Do this.
Lay out the lines below as a CSV with two columns, instruction and points. Give each pointing instruction one row, with its wording in the first field and its coordinates in the second, each field quoted and with line breaks turned into spaces, and leave out the pictures.

[Saved entries]
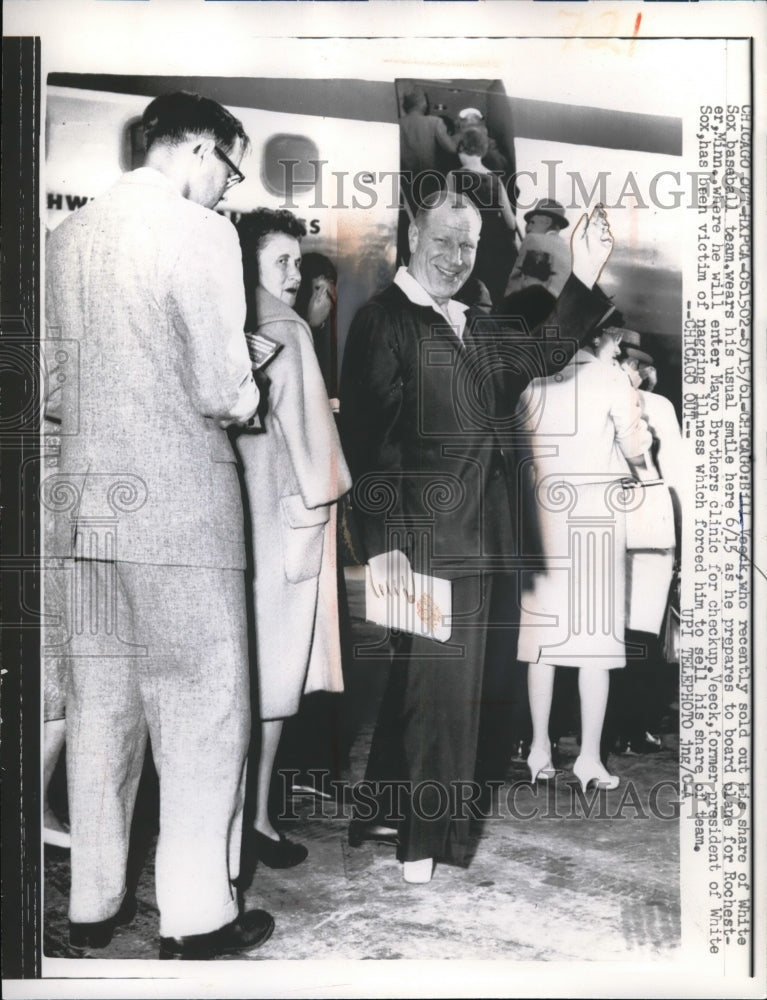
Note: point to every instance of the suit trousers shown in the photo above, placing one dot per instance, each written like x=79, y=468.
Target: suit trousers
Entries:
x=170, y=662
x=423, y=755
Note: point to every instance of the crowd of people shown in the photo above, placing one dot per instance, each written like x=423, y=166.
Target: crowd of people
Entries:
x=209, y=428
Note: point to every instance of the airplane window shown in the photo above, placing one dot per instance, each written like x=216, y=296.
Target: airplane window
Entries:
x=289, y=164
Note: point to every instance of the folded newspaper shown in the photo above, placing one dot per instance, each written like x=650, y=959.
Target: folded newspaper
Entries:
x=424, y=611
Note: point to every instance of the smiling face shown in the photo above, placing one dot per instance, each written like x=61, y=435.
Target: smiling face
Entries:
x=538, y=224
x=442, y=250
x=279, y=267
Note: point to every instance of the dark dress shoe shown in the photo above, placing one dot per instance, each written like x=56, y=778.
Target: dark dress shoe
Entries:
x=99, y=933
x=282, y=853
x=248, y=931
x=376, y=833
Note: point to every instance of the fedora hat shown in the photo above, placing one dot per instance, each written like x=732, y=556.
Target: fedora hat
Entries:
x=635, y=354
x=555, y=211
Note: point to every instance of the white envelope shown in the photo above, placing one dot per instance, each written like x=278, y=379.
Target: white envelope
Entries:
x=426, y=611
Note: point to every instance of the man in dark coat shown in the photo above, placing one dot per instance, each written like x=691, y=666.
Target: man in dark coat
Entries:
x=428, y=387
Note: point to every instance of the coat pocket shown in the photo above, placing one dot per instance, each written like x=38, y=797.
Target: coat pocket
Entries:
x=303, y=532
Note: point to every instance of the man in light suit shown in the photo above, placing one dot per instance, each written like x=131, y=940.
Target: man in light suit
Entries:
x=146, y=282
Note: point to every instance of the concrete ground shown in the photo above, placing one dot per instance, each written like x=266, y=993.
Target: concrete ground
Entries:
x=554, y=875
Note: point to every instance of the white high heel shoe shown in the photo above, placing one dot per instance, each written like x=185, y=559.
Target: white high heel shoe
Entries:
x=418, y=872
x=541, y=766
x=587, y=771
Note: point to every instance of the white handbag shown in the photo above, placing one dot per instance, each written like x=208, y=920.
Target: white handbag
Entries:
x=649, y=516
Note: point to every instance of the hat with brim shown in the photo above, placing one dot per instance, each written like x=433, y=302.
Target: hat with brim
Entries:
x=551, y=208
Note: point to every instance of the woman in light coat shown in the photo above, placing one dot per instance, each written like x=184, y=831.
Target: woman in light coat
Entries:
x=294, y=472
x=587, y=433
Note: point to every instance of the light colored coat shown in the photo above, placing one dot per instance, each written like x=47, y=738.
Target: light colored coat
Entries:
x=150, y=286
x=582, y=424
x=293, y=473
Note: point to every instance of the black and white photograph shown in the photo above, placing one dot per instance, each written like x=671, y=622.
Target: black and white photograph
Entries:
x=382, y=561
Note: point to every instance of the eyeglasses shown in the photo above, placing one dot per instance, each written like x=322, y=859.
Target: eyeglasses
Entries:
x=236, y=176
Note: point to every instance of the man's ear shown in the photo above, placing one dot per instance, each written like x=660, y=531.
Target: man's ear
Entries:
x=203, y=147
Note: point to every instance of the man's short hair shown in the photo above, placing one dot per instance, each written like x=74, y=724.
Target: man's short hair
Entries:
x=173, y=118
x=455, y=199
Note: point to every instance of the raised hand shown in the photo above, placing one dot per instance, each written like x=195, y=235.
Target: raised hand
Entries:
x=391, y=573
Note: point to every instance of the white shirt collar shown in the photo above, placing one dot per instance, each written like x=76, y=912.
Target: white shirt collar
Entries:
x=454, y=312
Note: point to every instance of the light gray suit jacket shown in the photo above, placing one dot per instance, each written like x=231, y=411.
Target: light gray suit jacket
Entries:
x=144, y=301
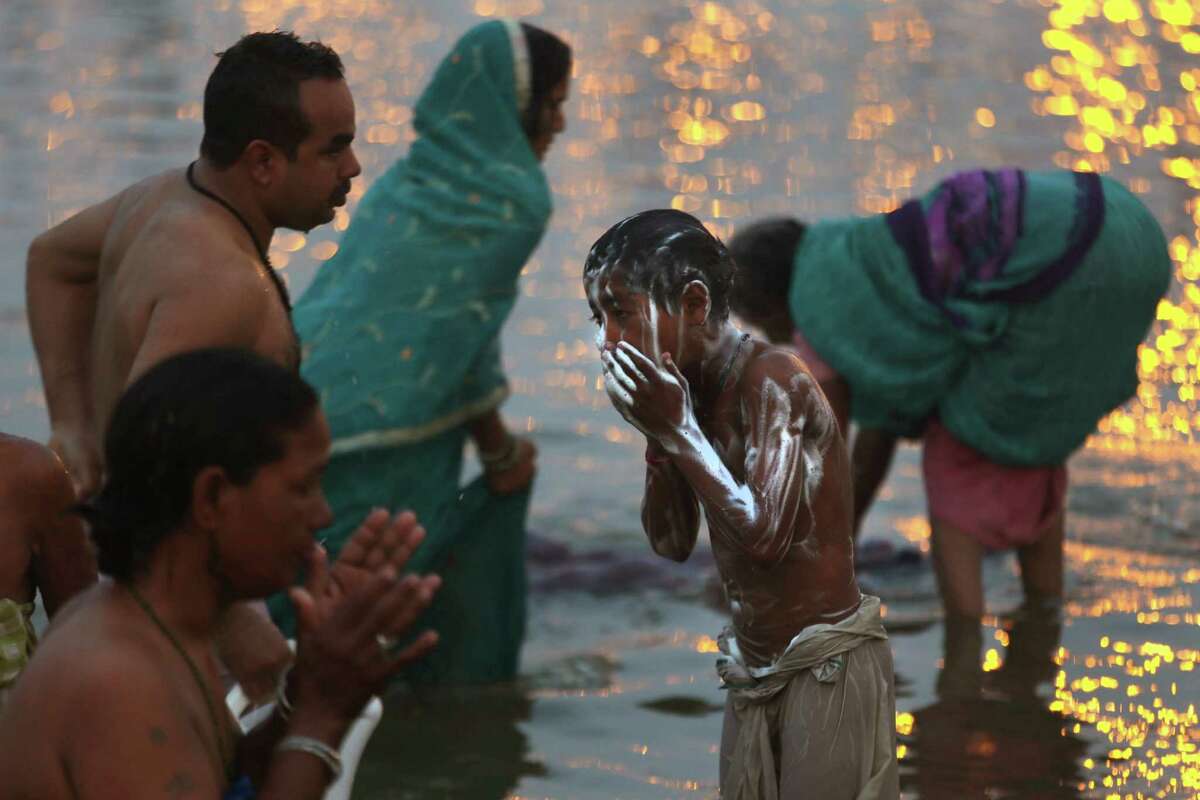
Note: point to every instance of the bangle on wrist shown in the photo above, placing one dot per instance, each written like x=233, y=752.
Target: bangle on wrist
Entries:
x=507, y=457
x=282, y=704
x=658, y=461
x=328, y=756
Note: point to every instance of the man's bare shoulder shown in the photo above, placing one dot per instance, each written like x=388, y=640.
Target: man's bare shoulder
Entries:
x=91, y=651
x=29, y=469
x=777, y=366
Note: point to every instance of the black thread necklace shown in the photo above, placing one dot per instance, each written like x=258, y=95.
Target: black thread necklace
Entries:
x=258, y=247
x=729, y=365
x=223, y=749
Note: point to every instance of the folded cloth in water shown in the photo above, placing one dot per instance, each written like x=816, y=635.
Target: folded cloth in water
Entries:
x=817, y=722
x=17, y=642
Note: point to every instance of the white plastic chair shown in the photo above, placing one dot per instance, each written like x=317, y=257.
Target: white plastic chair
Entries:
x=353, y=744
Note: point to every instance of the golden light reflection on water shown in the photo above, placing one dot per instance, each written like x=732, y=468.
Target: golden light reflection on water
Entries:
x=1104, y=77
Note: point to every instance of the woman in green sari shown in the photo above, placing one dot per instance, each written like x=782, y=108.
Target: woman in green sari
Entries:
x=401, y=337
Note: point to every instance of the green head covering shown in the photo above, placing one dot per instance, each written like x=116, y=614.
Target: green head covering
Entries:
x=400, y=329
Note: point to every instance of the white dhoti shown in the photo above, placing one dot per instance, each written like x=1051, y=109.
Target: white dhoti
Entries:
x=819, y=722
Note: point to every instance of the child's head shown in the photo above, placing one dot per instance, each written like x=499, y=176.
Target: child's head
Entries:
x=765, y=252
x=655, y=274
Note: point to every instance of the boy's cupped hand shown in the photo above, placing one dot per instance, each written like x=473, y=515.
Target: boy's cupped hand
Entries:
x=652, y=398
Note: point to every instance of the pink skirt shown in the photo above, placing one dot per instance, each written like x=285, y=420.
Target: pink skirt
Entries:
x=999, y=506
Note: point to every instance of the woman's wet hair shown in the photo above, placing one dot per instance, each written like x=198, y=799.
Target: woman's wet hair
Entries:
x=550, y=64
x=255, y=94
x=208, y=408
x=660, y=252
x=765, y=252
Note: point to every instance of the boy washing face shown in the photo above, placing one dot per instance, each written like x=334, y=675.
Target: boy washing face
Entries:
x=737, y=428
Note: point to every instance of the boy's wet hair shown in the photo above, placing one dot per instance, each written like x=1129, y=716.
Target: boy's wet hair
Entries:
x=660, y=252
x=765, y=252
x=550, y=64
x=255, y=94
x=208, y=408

Problem solution.
instruction,points
"Note: point to every instance of the suit trousers shown in the photo above, placing one dot per instance, each written like x=79, y=468. Target: suit trousers Entries:","x=170, y=662 x=423, y=755"
"Note: point to every instance of the crowd of people shown in the photo above, placing one dot per instance, each written like x=423, y=166. Target: crowd of people Entries:","x=209, y=428"
"Note: point to every instance of the airplane window shown in the photo above, placing one dot per instance, each written like x=216, y=296. Target: airplane window Entries:","x=289, y=164"
"Note: point to every instance of the folded newspaper shown in the photo above, placing one dot per instance, each written like x=650, y=959. Target: folded newspaper Entries:","x=424, y=611"
"Note: point to every instance of the smiling face shown in the photo above, placing one dot per instance, each written like x=61, y=435. Target: smiling face Entries:","x=538, y=224 x=442, y=250 x=279, y=267"
"Note: point to every instance of the dark dress shoe shown in the photo above, placing one dot per instance, each written like x=56, y=778. Target: dark dress shoe Entries:","x=99, y=933 x=282, y=853 x=248, y=931 x=376, y=833"
"Note: point to every instance of the fedora hat shown in the photo above, placing one dot per instance, each written like x=732, y=556. Target: fedora hat Entries:","x=635, y=354 x=555, y=211"
"Note: point to every instance of the white envelope shown in the photo above, placing one dot per instance, each written like x=278, y=379. Target: white envelope Entries:","x=426, y=611"
"Note: point to every instance of the man in dark coat shown in the photo above, placing one dot per instance, each written like x=691, y=666. Target: man in dark coat Entries:","x=428, y=387"
"Note: point to every instance of the coat pocket shown in the photo above, placing one dot per instance, each written like x=38, y=797. Target: coat pocket Entries:","x=303, y=532"
"Note: point to every instance of the man in light suit shown in the photo above, placing one dot per instance, each written like x=131, y=940. Target: man in light suit Entries:","x=146, y=282"
"Note: point to every instance of the concrete ground shown in the photo above, placing one dot per instance, each written like x=266, y=993. Target: concrete ground Entries:","x=554, y=875"
"Note: point to every instance of the white high heel shoe shown in the photo above, placing one dot per instance, each written like x=185, y=559. Target: white high heel shoe Entries:","x=418, y=872 x=541, y=766 x=587, y=771"
"Note: point to every instance of the white handbag shown in the photo above, placing one dot per instance, each written like x=208, y=920. Target: white handbag Entries:","x=649, y=516"
"Note: point to every instance of the hat with brim shown in the photo above, placing one dot per instance, each written like x=433, y=302. Target: hat with brim Entries:","x=551, y=208"
"Note: point to every instance of the woman in light coat shown in the photo above, placing one dot per instance, each written like x=184, y=831. Target: woman in light coat Entries:","x=294, y=472 x=587, y=433"
"Note: point to every instance of the light colored coat shown in the photo above, placing one dot per instance, each written like x=47, y=738. Target: light colored coat Entries:","x=150, y=286 x=582, y=424 x=293, y=473"
"Note: point to every instance of the black and white photograph shown in the photo above, placing one dot per instance, each written like x=671, y=622. Target: black and white photograph Entries:","x=382, y=561"
"Note: point to every instance of the eyeglasses shown in the photo above, placing one dot per instance, each written like x=322, y=859. Target: eyeglasses Entries:","x=236, y=176"
"Note: point to every instance of the man's ear shown in the photo above, placing one dot per instance, each written like x=660, y=531. Target: man's ear Entries:","x=203, y=147"
"Note: point to every instance of the man's short hair shown in the photo above, placing one dot per instance, each written like x=74, y=724. Target: man's short hair Entries:","x=173, y=118 x=455, y=199"
"Note: point to every instance of the raised hand shown in the photo above, placing one dot per instance, each written like x=195, y=235. Target: raised hand Entries:","x=391, y=573"
"Note: point to every instance of the white shirt collar shown in the photo above, placing one dot per instance, each written like x=76, y=912. Target: white shirt collar Entries:","x=454, y=312"
"Note: point to every instance of the light gray suit jacket shown in the photo above, placing one dot per instance, each written like x=231, y=411. Target: light gray suit jacket Entries:","x=144, y=301"
"Note: point to every instance of the bangle on wrist shown in the photo above, placing one dot per instance, each written like x=233, y=752. Target: bangle on wrist Entries:","x=507, y=457 x=282, y=704 x=658, y=461 x=328, y=756"
"Note: point to every instance of the man's bare shoulder shown in the photo above, placing one dot per instance, each written like x=388, y=640. Target: man's bare shoulder Entries:","x=91, y=651 x=29, y=469 x=777, y=366"
"Note: point to every instance of the black thread necklace shown in the photo above, placing one dot per instance, each written like x=258, y=95. Target: black thread necklace Entries:","x=258, y=247 x=729, y=365 x=223, y=749"
"Note: point to every instance of the folded cloth in water shown in the photo above, placing one dot per instance, each written like x=816, y=635. Target: folded cloth in water Entries:","x=817, y=722 x=17, y=642"
"Note: point to every instance of the white plastic chair shown in the photo above, placing one dot per instance, each written like x=317, y=257. Target: white plastic chair Entries:","x=353, y=744"
"Note: point to every instance of the golden light reflection on water shown in the photo above, placing one dot per instance, each written like x=732, y=468. Target: golden light reflection on water Entries:","x=1104, y=77"
"Note: point to every instance of the woman in green sari shown in the photo above, placing one dot per instance, each written like x=782, y=108. Target: woman in green sari Entries:","x=401, y=337"
"Note: point to every instance of the green head covering shown in the photo above, placing one dot per instance, each written like x=116, y=614. Target: green head covering Entries:","x=400, y=329"
"Note: point to every instance of the white dhoti shown in the photo above, placing one dot per instance, each written like x=1051, y=109. Target: white dhoti Entries:","x=819, y=722"
"Note: point to every instance of the child's head shown in the photo above, placing one dot per instance, each written like x=499, y=176. Target: child's head Entries:","x=765, y=252 x=655, y=274"
"Note: point to every instance of the boy's cupped hand shown in the photo above, placing one dot per instance, each written like x=473, y=515. Target: boy's cupped hand Entries:","x=652, y=398"
"Note: point to every instance of the pink skirt shown in the photo above, placing one dot per instance, each written like x=285, y=420. Target: pink skirt Entries:","x=999, y=506"
"Note: point to every instance of the woman's wet hair shown in the photo above, placing one dot per instance, each written like x=198, y=799. Target: woman's wet hair Entries:","x=550, y=64 x=255, y=94 x=208, y=408 x=660, y=252 x=765, y=252"
"Note: point to every instance of the boy washing face shown in the photo above, placing one dot per instance, each written like x=334, y=675. Target: boy washing face Entries:","x=737, y=428"
"Note: point to every instance of the boy's wet hair shown in the photo above, placing one dot per instance, each written like x=1129, y=716. Target: boy's wet hair Entries:","x=660, y=252 x=765, y=252 x=550, y=64 x=255, y=94 x=208, y=408"